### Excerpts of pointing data
++++++

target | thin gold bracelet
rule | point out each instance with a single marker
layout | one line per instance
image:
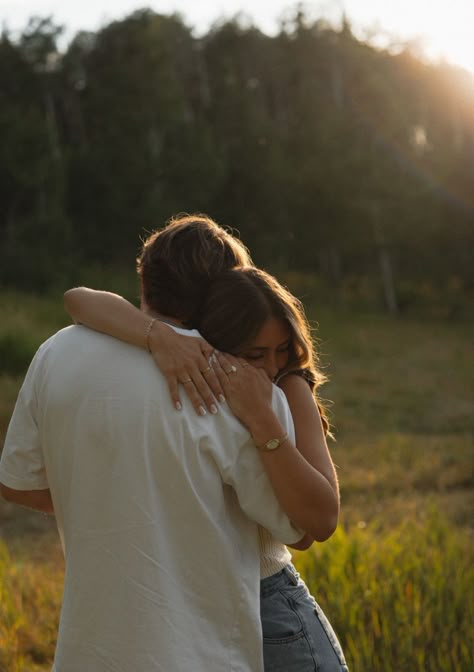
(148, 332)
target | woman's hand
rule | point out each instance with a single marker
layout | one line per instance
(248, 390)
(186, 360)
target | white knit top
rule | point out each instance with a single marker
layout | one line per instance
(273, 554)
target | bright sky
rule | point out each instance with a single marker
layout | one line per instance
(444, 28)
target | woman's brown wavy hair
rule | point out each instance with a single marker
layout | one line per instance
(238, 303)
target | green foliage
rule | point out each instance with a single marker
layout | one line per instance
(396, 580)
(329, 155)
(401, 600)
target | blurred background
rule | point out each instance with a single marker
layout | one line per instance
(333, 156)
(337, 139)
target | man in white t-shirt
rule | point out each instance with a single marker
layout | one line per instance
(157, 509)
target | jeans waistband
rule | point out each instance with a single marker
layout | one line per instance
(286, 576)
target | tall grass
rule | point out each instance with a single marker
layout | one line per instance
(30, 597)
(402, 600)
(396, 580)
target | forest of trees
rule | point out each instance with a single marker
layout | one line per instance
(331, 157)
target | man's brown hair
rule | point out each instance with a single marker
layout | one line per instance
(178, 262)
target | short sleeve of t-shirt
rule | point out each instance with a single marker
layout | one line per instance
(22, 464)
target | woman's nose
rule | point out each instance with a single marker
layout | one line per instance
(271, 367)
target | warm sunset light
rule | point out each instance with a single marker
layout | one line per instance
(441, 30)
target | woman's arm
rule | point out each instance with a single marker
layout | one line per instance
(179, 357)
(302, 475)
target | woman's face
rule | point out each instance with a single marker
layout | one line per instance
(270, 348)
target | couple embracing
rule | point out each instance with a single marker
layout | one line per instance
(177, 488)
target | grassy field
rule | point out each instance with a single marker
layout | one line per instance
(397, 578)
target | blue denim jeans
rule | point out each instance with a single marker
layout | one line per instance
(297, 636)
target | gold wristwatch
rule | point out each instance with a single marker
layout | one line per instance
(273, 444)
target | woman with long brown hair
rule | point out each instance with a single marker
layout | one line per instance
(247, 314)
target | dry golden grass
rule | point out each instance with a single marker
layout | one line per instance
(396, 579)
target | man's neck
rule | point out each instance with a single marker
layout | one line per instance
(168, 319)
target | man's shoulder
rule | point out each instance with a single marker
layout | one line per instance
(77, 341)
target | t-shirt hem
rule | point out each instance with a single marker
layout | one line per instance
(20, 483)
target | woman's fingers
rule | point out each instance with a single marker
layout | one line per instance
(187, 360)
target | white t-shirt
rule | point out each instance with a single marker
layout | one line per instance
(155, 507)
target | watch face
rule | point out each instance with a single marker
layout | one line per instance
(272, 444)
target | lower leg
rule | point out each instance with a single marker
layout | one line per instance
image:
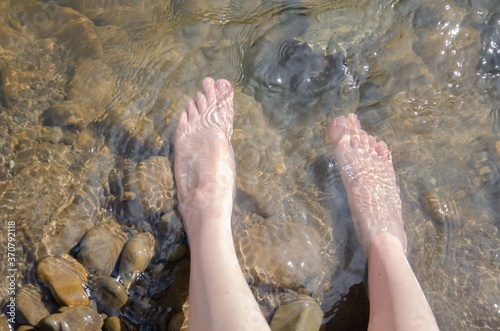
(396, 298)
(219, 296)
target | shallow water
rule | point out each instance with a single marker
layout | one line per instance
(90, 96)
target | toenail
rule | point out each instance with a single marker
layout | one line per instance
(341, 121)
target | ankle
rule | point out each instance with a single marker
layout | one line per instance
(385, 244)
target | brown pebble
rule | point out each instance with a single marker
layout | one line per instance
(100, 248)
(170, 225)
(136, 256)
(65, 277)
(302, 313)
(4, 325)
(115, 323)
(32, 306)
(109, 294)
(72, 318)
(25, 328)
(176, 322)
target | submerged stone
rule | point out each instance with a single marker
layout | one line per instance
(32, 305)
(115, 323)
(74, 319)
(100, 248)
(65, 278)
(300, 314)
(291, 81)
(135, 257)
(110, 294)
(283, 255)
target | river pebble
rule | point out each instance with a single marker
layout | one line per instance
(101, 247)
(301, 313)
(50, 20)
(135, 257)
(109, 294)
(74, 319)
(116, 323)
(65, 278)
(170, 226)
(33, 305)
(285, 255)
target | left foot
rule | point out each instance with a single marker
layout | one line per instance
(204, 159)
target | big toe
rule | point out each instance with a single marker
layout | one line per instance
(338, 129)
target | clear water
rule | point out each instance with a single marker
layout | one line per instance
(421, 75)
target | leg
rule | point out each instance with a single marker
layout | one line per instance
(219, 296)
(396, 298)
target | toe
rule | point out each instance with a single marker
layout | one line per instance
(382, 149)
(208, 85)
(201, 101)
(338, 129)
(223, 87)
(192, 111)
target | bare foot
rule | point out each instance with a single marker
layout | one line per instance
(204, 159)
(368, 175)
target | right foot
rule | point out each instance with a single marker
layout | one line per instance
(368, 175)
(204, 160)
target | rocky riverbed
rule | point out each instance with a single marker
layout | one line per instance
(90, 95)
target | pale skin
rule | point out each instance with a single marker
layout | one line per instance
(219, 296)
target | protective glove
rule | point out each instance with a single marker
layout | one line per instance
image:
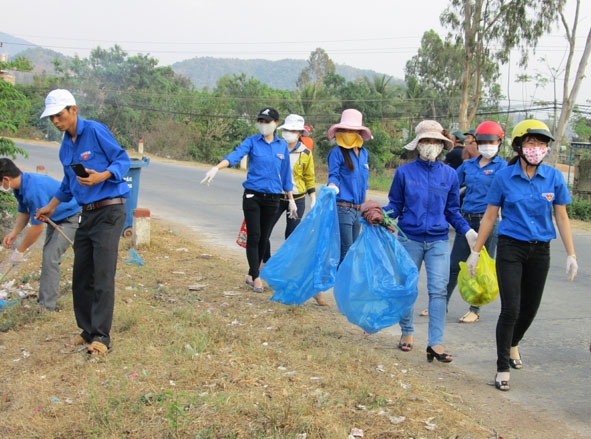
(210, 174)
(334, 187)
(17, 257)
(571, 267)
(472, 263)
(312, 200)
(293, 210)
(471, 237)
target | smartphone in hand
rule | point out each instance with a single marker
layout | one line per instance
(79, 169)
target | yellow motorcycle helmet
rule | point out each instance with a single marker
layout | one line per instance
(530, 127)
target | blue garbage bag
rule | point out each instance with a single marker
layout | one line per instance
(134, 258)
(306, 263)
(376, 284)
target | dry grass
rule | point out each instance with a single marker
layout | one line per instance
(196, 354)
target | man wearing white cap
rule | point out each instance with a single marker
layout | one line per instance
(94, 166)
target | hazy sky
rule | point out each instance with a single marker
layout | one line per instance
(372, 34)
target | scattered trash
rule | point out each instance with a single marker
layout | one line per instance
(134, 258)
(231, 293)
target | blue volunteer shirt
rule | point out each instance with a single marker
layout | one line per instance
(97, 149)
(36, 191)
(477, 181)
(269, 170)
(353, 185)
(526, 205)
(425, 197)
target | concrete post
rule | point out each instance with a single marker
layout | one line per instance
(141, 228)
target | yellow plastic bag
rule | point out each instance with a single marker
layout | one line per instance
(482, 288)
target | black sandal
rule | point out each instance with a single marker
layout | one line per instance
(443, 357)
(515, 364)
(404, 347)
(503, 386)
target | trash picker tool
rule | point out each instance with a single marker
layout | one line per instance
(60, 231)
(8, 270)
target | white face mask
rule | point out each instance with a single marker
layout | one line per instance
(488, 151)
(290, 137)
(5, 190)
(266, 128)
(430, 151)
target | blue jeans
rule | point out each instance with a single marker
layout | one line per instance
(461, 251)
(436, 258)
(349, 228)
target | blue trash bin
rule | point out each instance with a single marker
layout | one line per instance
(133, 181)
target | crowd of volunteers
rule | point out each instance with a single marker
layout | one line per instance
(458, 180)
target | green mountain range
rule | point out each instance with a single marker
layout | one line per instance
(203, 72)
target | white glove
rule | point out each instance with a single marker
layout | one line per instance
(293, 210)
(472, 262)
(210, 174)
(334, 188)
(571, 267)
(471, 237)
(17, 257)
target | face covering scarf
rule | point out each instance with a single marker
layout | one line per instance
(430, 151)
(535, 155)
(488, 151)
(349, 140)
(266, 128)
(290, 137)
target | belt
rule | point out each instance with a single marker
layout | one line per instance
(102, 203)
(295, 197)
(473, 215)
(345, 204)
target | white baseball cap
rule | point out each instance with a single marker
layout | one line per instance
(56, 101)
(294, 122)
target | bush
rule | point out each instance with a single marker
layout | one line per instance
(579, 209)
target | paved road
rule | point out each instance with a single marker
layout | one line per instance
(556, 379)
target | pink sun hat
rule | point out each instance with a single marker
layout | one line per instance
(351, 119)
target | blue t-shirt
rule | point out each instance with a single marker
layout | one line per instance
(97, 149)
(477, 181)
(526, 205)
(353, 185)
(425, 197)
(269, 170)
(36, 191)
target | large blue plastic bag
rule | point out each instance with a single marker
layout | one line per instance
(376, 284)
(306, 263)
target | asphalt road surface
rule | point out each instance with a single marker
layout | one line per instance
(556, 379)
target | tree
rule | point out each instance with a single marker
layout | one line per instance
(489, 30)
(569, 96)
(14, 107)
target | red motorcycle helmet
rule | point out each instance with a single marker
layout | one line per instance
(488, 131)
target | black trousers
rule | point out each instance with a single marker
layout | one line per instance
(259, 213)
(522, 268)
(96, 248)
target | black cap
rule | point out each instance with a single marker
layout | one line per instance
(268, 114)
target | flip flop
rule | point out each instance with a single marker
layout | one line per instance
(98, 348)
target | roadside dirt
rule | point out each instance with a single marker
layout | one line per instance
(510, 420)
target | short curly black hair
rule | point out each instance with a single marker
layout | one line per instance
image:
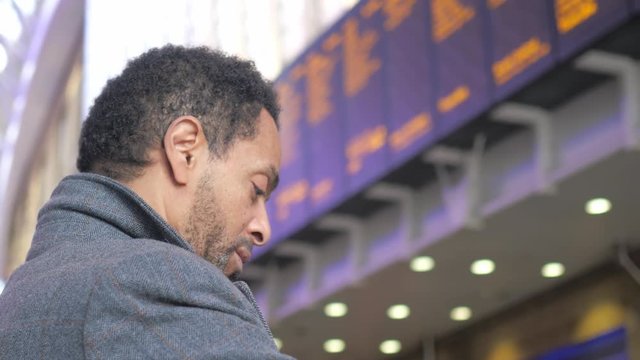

++++++

### Goal
Set down exactly, from the line that contains "target | asphalt road surface" through the last line of the data, each line as it stands, and leave the pictures out.

### Result of this exercise
target | asphalt road surface
rule | point out each instance with a single marker
layout | one line per instance
(556, 379)
target | tree
rule | point out each instance with a single marker
layout | one line per instance
(489, 30)
(569, 96)
(14, 107)
target | red motorcycle helmet
rule | point out each instance with a single marker
layout | one line per instance
(488, 131)
target | black trousers
rule | point out each instance with a single marker
layout | one line per instance
(259, 213)
(522, 268)
(96, 248)
target | black cap
rule | point out each instance with a single marker
layout | one line per instance
(268, 114)
target | flip flop
rule | point out each instance with a single marker
layout | one line per instance
(98, 348)
target | roadside dirt
rule | point out each instance with a single marker
layout | one line per instance
(510, 420)
target | short curly black hair
rule | point out each instance with a single marker
layout | one line per instance
image:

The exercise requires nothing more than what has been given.